*PAGE TEXT*:
= Beginning of Section =
Windsor

Police warn of email scam

Police have issued a warning about an increasingly common email scam in which fraudsters hijack email accounts to solicit money from potential victims.

Police have issued a warning about an increasingly common email scam in which fraudsters hijack email accounts to solicit money from potential victims.

There has been a marked increase in the number of complaints about the "Emergency Scam," as it's called, since the end of October, according to the Canadian Anti-Fraud Call Centre (CAFC), an agency managed by the Ontario Provincial Police, the RCMP and the Competition Bureau Canada.

The scam has become commonplace in Essex County, Ont., where complaints to one police department have become so numerous — about six a week — that "it's really difficult to keep track of them all," said Const. Kevin O'Neil of the Leamington Police Service.

'I misplaced my wallet'

One such complaint came from Mariano Klimowicz, president of the Windsor West NDP.

On Friday, hundreds of people in Klimowicz's email address book received an email, claiming to be from him, saying he was stranded in England and needed a $3,500 loan to help pay his hotel bill.

"I left for an urgent trip to the UK and i am stocked [sic] now because i misplaced my wallet on my way back to the Hotel where i lodged," the email stated. "The Hotel has my travel document till I'm able to make payments. I will appreciate whatever you can afford to loan me even if you are not able to come up with everything."

The email then provides a London address to be used for wiring money via Western Union.

The email is peppered with spelling and grammatical mistakes, raising the suspicions of many of Klimowicz's friends.

"I've gotten one phone call after another since seven this morning," said Klimowicz on Friday from Windsor. "I think I'm up to 41 calls from friends who are very concerned."

Another Windsorite, store owner Sally Taylor, had her email account hacked into by scammers using a similar scheme on Dec. 11.

Scam tied to virus

The scam is the work of con artists who infect computers with a particular virus, said Cpl. Louis Robertson of the CAFC.

Computer owners unwittingly download the virus, which "just sits there, and once in a while somebody will receive an email asking to provide money," said Robertson.

Other variations of the scam involve themes of hospitalization or imprisonment, according to the OPP. It strongly suggests that "anyone receiving a request for money takes measures to verify the requestor's identity and the veracity of their story," according to a press release. The scam has proved increasingly successful.

Between January and October 2009, there were 88 successful pleas for money amounting to $317,732.63, more than twice the amount scammed in all of 2008, according to the CAFC.

As of October, the CAFC received reports of 278 failed attempts in 2009, 158 more than in all of 2008.

The CAFC estimates the reports reflect just five per cent of the actual number of cases.
= End of Section =
*SOURCE DATA*:
= Beginning of Section =
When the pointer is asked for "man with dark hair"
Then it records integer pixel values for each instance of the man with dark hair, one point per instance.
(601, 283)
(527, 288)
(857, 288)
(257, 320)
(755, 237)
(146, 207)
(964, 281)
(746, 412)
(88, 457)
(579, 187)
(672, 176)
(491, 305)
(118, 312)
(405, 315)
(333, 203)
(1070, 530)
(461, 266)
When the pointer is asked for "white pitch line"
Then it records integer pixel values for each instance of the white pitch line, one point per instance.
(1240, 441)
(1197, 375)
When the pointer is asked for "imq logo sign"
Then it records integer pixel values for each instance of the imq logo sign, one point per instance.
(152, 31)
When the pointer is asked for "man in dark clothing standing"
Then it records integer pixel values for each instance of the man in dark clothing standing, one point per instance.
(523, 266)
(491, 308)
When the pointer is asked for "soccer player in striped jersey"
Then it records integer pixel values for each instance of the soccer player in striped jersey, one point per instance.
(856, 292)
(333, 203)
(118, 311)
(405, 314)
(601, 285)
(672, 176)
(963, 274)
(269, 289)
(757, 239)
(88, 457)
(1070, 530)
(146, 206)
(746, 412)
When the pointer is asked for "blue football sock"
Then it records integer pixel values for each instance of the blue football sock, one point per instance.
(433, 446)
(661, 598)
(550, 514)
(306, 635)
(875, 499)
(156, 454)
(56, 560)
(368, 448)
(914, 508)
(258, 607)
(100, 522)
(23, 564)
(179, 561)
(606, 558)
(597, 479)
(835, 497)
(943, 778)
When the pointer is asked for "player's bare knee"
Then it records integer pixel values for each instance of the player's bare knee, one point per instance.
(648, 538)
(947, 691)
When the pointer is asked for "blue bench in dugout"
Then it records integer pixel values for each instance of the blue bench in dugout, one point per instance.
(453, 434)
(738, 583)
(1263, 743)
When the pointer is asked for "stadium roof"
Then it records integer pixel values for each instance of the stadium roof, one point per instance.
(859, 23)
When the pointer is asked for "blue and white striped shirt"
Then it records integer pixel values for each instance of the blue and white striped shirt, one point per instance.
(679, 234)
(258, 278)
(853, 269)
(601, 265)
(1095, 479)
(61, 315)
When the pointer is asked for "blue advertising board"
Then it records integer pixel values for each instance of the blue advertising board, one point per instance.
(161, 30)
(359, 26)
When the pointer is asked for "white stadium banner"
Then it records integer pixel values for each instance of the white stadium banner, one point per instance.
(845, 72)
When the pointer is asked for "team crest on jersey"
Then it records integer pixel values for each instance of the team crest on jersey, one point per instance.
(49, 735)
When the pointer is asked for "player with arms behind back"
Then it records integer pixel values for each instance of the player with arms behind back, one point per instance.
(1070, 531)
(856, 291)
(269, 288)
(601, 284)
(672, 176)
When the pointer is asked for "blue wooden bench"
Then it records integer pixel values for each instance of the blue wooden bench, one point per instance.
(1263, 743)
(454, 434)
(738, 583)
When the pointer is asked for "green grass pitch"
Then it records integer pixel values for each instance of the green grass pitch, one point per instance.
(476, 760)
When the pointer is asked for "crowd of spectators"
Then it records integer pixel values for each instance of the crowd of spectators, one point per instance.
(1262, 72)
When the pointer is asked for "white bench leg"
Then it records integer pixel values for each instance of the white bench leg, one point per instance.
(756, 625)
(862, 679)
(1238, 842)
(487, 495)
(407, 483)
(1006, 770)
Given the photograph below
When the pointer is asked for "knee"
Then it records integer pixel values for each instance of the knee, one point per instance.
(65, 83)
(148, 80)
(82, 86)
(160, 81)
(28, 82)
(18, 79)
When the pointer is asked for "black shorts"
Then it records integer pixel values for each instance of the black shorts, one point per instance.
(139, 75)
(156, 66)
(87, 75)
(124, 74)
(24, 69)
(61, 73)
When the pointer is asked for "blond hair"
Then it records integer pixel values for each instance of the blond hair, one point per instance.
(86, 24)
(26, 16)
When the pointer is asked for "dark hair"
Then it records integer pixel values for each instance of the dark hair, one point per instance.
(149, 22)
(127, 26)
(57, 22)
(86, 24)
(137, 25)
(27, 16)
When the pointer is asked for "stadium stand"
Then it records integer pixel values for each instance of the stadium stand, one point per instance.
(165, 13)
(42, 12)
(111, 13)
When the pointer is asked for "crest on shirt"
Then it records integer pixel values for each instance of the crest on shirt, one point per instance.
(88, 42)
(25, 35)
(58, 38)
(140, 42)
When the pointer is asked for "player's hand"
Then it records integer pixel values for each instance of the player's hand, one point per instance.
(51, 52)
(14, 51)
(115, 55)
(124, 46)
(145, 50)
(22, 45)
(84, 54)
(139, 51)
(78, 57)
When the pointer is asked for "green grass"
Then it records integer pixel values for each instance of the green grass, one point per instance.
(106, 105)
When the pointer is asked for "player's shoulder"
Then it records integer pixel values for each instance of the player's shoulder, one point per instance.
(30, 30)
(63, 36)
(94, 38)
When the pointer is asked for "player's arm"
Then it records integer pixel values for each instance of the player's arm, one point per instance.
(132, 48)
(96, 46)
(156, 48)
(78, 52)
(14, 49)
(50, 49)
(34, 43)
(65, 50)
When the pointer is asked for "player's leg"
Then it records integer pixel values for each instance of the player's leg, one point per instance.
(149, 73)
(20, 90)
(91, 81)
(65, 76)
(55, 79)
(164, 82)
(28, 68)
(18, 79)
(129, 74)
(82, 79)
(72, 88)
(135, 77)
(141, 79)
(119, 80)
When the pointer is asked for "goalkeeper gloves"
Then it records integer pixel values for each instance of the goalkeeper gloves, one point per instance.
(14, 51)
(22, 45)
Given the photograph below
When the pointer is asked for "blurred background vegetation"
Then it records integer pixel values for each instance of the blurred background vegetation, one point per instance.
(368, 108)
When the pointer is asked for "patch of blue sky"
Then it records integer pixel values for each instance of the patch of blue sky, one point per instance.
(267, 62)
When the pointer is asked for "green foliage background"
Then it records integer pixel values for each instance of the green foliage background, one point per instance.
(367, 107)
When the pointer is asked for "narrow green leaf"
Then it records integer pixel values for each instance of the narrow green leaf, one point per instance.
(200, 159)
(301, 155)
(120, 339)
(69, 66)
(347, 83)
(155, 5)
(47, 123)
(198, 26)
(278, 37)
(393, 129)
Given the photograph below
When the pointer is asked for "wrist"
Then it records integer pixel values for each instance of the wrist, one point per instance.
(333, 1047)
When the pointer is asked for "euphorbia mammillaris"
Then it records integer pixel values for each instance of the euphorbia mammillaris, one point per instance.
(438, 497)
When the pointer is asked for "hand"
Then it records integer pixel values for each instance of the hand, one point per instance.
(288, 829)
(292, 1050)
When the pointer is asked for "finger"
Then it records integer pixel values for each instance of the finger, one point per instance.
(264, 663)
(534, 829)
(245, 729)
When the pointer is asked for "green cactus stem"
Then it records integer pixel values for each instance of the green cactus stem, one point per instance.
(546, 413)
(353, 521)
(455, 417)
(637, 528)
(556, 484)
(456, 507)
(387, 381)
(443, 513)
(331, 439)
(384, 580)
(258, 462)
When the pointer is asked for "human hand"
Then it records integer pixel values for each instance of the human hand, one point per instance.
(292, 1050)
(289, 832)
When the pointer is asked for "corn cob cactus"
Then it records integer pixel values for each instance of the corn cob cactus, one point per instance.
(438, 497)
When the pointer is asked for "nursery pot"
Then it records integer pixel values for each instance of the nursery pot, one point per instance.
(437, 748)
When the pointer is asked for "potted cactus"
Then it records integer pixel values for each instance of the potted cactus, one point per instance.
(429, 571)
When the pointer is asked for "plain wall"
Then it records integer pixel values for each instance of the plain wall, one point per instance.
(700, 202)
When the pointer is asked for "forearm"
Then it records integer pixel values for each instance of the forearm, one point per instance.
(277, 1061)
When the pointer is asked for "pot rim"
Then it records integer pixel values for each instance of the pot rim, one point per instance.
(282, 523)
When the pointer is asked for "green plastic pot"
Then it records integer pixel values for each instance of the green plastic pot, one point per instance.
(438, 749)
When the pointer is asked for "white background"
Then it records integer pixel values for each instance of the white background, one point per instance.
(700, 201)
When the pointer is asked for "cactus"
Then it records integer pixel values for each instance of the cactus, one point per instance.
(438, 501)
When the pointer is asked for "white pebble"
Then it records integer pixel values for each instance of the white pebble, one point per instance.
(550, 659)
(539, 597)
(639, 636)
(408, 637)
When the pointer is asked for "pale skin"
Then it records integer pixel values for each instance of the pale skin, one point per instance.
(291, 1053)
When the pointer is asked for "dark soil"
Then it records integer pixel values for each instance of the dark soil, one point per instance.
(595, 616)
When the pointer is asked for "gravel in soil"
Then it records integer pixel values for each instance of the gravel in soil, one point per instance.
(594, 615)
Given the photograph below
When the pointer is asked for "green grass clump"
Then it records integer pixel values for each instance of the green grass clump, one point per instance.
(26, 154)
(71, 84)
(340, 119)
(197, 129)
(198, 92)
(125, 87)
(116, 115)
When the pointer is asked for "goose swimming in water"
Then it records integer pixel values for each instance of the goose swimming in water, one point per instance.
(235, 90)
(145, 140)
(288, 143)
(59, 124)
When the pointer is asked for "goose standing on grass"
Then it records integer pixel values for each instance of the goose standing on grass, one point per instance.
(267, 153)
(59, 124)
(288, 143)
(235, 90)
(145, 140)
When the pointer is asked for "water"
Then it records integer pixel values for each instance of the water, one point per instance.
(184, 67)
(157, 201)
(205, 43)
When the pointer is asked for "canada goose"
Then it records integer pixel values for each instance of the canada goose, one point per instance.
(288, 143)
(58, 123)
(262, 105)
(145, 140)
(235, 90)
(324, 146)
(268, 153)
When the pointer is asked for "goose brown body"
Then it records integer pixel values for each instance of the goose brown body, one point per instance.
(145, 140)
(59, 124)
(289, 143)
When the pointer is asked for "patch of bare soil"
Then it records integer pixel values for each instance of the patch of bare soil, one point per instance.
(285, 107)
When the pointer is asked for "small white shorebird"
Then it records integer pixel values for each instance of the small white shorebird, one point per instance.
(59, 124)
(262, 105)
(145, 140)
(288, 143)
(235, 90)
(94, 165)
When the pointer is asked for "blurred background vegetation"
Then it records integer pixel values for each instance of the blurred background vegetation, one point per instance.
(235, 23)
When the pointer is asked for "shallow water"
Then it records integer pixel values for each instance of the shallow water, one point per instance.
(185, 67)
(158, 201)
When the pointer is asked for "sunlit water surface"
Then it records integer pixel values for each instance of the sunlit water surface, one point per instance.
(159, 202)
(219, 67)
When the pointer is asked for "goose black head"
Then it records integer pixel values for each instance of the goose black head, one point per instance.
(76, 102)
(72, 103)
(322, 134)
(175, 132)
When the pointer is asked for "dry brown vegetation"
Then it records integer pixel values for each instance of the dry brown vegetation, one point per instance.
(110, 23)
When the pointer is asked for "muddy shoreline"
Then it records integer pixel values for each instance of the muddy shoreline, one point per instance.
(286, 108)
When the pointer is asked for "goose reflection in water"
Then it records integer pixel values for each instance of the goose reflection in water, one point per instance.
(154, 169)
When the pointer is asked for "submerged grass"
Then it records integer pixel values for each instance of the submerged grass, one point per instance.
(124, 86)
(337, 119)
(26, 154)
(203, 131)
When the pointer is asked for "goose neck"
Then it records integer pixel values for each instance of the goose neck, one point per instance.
= End of Section =
*QUESTIONS*:
**1)** Reproduce the part of the email scam article starting with "Scam tied to" and going on through "proved increasingly successful.".
**2)** In the email scam article, how many complaints a week does the Leamington Police Service receive about the scam?

*TASK ANSWERS*:
**1)**
Scam tied to virus

The scam is the work of con artists who infect computers with a particular virus, said Cpl. Louis Robertson of the CAFC.

Computer owners unwittingly download the virus, which "just sits there, and once in a while somebody will receive an email asking to provide money," said Robertson.

Other variations of the scam involve themes of hospitalization or imprisonment, according to the OPP. It strongly suggests that "anyone receiving a request for money takes measures to verify the requestor's identity and the veracity of their story," according to a press release. The scam has proved increasingly successful.

**2)** About six a week.